=== EXCERPTED TEXT ===

C-Reactive Protein: Clinical Relevance and Interpretation

Excerpt

C-reactive protein (CRP), first identified by Tillett and Francis in 1930, derives its name from its reaction with the C carbohydrate antigen in the capsule of Streptococcus pneumoniae during acute inflammation. CRP is a pentameric protein synthesized by the liver in response to inflammation, with a molecular weight of approximately 115 kDa. This substance exhibits a characteristic "jelly-like lectin fold."

CRP typically consists of 5 identical subunits arranged into a cyclic pentamer around a central pore. However, the protein exists in 2 primary isoforms: the pentameric form (pCRP) and the monomeric form (mCRP). PCRP is the circulating form under normal conditions and is primarily anti-inflammatory. Meanwhile, mCRP arises during inflammation and has pro-inflammatory effects.

The transition between these 2 forms occurs when pCRP dissociates into monomers, typically in response to tissue damage or other inflammatory stimuli. This structural shift is significant as mCRP exhibits pro-inflammatory properties, such as platelet activation, leukocyte recruitment, and endothelial dysfunction, which contribute to the pathogenesis of various diseases, including cardiovascular conditions. These structural and functional differences underscore CRP's dual role in inflammation, both as a mediator of anti-inflammatory responses and a promoter of inflammatory processes during pathological conditions.

CRP functions as an acute-phase reactant, primarily induced by interleukin 6 acting on the hepatic gene responsible for CRP transcription during inflammatory or infectious processes. Studies have explored the potential link between CRP dysregulation in the clearance of apoptotic cells and cellular debris and the onset of systemic lupus erythematosus (SLE), though definitive evidence is currently lacking. Animal models of alveolitis have demonstrated protective effects of CRP in lung tissue, where it reduces neutrophil-mediated alveolar damage and protein leakage into the lungs.

This protein plays a role in recognizing and facilitating the clearance of foreign pathogens and damaged cells by binding to phosphocholine, phospholipids, histones, chromatin, and fibronectin (see Image. C-Reactive Protein Isoforms and Their Phosphocholine Complexes). CRP activates the classical complement pathway and engages phagocytic cells via Fc receptors, expediting the removal of apoptotic cells, necrotic debris, and pathogens.

Pathologic activation can occur in autoimmune processes when CRP binds to autoantibodies that expose phosphocholine residues. This mechanism contributes to disease in conditions such as idiopathic thrombocytopenic purpura. In certain contexts, CRP-mediated complement activation may exacerbate tissue damage through downstream inflammatory cytokine release.

=== SOURCE INFORMATION ===
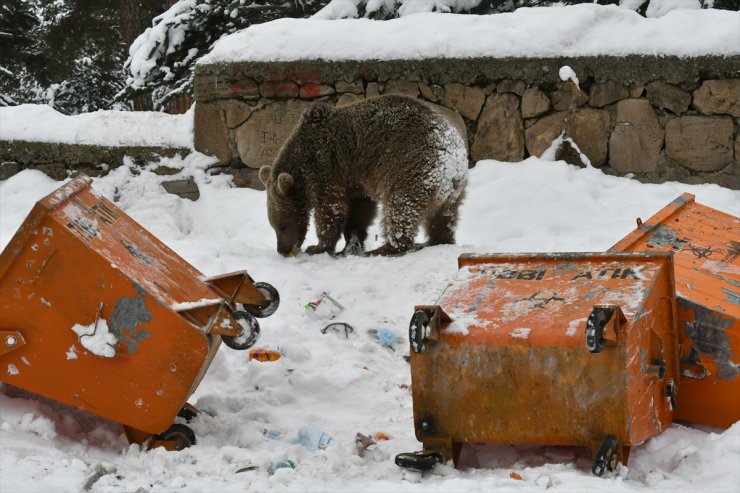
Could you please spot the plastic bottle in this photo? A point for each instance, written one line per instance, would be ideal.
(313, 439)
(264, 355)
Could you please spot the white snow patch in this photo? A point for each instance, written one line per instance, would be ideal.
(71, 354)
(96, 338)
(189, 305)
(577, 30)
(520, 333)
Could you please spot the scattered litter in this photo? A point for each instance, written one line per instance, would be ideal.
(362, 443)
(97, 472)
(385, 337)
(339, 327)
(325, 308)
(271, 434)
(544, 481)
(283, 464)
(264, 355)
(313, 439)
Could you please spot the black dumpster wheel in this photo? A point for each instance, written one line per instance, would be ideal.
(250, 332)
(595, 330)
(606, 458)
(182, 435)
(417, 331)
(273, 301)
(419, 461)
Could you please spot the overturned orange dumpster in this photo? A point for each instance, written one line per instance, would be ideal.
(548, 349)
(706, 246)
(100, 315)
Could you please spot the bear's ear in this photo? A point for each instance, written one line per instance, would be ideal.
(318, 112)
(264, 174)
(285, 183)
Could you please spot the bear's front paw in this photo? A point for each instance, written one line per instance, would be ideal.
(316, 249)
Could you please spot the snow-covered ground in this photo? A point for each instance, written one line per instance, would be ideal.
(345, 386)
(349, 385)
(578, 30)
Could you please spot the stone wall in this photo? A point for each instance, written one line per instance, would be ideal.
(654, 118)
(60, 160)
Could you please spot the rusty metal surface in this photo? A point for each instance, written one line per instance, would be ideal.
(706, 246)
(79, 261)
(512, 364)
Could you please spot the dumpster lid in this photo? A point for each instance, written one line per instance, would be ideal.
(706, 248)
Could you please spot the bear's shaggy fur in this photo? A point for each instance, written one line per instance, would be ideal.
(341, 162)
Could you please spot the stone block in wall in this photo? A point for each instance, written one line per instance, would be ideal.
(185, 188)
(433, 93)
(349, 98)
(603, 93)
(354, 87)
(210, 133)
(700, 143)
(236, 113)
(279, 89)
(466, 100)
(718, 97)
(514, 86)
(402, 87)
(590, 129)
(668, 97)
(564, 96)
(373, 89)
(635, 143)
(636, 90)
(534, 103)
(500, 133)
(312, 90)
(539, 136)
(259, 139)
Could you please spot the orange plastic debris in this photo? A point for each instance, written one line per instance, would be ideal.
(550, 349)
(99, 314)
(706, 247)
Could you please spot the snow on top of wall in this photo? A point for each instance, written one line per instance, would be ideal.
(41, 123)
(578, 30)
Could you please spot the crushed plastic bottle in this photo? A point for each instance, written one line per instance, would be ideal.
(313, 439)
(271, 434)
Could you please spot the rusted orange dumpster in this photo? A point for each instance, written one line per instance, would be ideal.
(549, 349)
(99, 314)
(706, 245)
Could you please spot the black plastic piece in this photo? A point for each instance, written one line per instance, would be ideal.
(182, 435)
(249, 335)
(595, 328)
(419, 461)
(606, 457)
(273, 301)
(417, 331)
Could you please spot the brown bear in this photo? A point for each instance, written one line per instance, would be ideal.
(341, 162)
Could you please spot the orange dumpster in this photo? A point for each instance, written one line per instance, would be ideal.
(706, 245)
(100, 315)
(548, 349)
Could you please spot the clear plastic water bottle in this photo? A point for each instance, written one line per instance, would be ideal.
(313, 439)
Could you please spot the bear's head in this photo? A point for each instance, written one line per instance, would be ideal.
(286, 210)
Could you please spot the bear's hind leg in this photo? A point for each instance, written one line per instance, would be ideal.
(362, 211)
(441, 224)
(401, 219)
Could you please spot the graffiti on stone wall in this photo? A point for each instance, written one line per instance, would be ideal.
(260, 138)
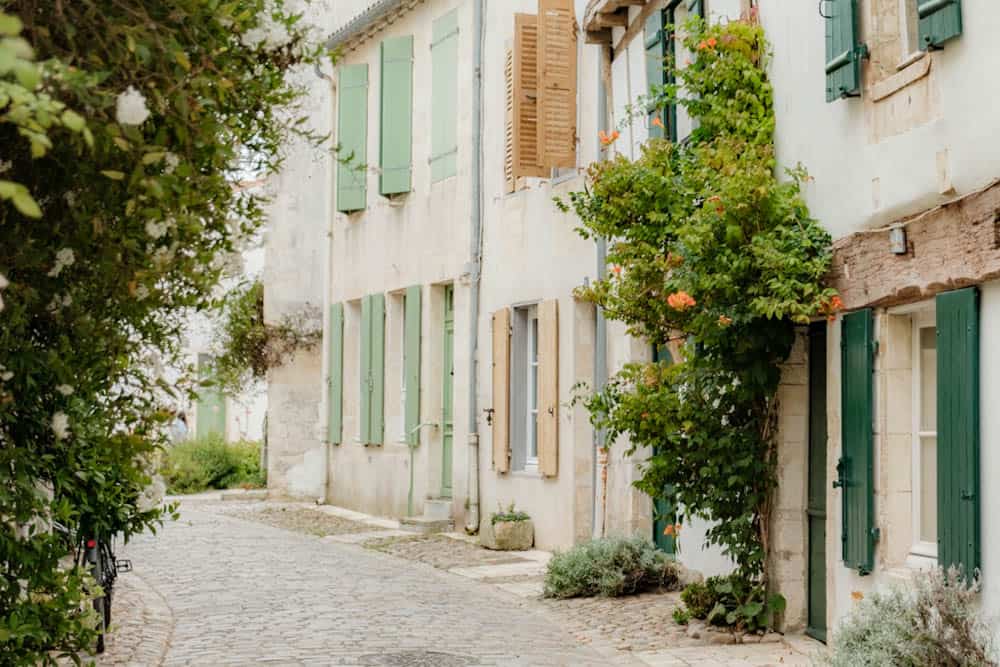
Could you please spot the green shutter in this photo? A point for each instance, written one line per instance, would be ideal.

=== TASK INSTRUCTIONS ===
1. In the C-reactive protein text, which interleukin is said to primarily induce CRP?
2. Return the part of the C-reactive protein text from "This protein plays" up to and including "inflammatory cytokine release.", copied word for word.

=== SOLUTIONS FOR EACH TASK ===
1. Interleukin 6.

2.
This protein plays a role in recognizing and facilitating the clearance of foreign pathogens and damaged cells by binding to phosphocholine, phospholipids, histones, chromatin, and fibronectin (see Image. C-Reactive Protein Isoforms and Their Phosphocholine Complexes). CRP activates the classical complement pathway and engages phagocytic cells via Fc receptors, expediting the removal of apoptotic cells, necrotic debris, and pathogens.

Pathologic activation can occur in autoimmune processes when CRP binds to autoantibodies that expose phosphocholine residues. This mechanism contributes to disease in conditions such as idiopathic thrombocytopenic purpura. In certain contexts, CRP-mediated complement activation may exacerbate tissue damage through downstream inflammatory cytokine release.